Copy the listing from the line containing "Kindly provide the mask of every instance of the fingernail." through the end of the listing, swapping "outline" for "contour" and leaving everything else untouched.
— start of Provided data —
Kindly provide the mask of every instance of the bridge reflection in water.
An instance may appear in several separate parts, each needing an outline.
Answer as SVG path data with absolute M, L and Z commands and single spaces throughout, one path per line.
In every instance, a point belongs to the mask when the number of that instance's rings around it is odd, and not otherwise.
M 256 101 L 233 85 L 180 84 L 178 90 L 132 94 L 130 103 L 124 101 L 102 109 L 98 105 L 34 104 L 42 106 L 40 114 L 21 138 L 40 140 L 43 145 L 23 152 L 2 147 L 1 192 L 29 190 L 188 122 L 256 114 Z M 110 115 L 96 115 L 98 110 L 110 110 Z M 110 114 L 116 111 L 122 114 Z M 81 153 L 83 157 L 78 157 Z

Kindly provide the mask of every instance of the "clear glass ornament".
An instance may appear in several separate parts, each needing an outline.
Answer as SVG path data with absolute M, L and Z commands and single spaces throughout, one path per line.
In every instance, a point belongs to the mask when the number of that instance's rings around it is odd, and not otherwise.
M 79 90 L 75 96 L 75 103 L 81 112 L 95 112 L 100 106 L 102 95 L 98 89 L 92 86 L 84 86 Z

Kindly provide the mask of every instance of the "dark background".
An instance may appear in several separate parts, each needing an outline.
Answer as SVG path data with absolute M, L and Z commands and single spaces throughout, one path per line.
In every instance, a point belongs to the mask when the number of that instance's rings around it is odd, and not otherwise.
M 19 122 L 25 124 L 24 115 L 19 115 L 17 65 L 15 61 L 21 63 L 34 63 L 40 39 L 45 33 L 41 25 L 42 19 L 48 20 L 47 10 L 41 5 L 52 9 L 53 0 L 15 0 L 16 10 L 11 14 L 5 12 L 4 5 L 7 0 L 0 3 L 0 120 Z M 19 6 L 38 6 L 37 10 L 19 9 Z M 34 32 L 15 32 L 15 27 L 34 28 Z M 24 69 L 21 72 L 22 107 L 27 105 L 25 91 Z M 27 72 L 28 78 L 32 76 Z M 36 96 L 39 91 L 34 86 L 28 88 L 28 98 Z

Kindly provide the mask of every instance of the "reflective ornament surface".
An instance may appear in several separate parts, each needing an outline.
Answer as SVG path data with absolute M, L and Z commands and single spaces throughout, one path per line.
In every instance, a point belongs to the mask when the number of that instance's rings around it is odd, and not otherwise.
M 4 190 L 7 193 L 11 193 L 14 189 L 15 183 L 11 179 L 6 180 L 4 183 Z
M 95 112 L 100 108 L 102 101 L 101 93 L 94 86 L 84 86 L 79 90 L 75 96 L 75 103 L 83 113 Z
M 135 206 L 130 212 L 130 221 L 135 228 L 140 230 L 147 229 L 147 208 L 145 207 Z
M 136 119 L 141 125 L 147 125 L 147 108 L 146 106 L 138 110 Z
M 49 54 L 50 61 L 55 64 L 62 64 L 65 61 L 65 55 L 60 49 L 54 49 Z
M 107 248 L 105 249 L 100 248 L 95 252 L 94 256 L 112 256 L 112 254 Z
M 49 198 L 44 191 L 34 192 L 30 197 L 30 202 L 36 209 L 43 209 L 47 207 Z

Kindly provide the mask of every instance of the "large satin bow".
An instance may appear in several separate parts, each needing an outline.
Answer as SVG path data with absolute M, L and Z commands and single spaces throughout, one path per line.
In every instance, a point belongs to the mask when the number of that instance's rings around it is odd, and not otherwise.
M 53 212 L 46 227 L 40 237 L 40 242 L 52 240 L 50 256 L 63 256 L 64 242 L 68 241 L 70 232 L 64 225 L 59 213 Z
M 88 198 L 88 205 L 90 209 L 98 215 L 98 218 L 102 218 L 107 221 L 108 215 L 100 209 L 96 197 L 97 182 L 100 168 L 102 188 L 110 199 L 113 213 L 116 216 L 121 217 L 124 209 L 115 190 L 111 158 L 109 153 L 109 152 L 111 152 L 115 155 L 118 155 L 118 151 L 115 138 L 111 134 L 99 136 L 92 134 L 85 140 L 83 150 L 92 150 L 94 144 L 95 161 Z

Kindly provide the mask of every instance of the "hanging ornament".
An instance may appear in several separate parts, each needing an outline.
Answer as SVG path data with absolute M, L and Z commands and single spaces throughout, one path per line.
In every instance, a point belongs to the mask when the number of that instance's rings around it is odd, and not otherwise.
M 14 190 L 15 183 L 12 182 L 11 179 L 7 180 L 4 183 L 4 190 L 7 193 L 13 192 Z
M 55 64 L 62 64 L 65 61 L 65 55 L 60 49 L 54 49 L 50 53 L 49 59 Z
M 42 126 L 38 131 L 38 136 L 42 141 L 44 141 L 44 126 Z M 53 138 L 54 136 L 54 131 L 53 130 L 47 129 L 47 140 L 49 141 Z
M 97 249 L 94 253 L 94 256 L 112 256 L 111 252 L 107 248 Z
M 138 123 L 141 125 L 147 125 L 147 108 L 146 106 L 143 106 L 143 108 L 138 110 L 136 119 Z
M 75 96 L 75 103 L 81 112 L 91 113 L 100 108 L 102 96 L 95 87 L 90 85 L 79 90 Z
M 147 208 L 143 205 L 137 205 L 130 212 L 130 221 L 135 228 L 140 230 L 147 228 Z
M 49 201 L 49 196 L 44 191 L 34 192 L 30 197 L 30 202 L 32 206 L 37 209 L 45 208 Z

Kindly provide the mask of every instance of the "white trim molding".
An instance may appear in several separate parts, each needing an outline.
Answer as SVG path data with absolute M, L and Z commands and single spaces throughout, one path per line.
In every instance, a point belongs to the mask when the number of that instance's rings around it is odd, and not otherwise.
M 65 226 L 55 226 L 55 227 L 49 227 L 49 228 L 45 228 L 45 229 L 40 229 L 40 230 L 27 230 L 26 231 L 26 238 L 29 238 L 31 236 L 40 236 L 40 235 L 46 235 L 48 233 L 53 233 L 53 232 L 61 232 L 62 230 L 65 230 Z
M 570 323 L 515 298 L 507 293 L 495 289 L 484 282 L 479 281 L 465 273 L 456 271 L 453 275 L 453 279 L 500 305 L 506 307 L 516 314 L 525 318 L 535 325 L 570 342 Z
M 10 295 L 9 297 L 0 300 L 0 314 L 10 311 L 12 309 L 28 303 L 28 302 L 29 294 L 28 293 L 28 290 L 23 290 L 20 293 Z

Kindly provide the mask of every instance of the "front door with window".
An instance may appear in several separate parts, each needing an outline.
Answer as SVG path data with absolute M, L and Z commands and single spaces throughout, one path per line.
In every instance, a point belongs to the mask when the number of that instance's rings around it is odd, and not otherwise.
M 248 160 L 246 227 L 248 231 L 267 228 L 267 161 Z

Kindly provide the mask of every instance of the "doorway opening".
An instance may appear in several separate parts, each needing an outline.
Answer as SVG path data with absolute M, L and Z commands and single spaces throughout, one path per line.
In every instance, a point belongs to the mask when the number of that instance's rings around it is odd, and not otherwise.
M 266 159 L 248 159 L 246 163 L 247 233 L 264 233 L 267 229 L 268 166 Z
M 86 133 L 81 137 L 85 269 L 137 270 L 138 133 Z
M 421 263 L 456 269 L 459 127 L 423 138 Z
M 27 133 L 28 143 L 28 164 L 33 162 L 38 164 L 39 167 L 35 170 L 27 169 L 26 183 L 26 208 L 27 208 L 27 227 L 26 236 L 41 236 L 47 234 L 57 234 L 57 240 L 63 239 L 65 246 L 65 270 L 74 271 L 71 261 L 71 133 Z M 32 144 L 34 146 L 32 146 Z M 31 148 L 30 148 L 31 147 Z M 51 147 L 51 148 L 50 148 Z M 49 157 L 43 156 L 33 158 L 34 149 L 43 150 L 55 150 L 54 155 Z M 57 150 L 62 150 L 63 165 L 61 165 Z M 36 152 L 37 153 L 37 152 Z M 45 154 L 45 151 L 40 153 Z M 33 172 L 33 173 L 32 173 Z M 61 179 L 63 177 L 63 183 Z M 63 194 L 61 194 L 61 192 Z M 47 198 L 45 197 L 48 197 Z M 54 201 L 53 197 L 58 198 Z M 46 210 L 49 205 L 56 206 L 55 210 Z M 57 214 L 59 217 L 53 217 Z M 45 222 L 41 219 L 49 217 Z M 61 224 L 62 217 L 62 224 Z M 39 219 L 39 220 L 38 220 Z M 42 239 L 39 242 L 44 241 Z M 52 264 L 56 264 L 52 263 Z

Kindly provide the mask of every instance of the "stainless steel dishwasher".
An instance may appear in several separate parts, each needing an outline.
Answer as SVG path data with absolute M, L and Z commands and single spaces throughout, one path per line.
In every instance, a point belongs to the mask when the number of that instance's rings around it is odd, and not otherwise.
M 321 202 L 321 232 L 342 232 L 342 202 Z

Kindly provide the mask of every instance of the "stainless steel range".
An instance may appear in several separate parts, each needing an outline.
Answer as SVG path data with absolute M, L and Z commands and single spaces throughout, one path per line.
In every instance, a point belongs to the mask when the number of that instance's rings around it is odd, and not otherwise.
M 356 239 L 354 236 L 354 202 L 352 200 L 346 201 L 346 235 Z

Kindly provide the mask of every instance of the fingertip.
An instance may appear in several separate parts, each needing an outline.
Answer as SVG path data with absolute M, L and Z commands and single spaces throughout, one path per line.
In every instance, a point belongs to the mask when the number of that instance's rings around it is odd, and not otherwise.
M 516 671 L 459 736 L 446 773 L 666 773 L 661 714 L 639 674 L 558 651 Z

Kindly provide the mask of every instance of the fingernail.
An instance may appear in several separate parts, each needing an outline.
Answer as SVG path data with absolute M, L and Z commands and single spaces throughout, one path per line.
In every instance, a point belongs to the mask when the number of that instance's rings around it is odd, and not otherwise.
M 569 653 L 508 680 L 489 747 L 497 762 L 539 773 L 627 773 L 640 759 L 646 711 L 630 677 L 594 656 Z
— end of Provided data —
Task output:
Kindly provide the mask of every instance of the fingernail.
An instance may appear in several separate parts, each needing an contour.
Answer as SVG path data with absolute M, L and Z commands and single spaces throughout, one path per line.
In every instance, a point belongs to the mask when the number of that instance's rings around it is odd, and not otherwise.
M 569 653 L 508 680 L 489 747 L 497 762 L 539 773 L 627 773 L 640 759 L 646 711 L 630 677 L 594 656 Z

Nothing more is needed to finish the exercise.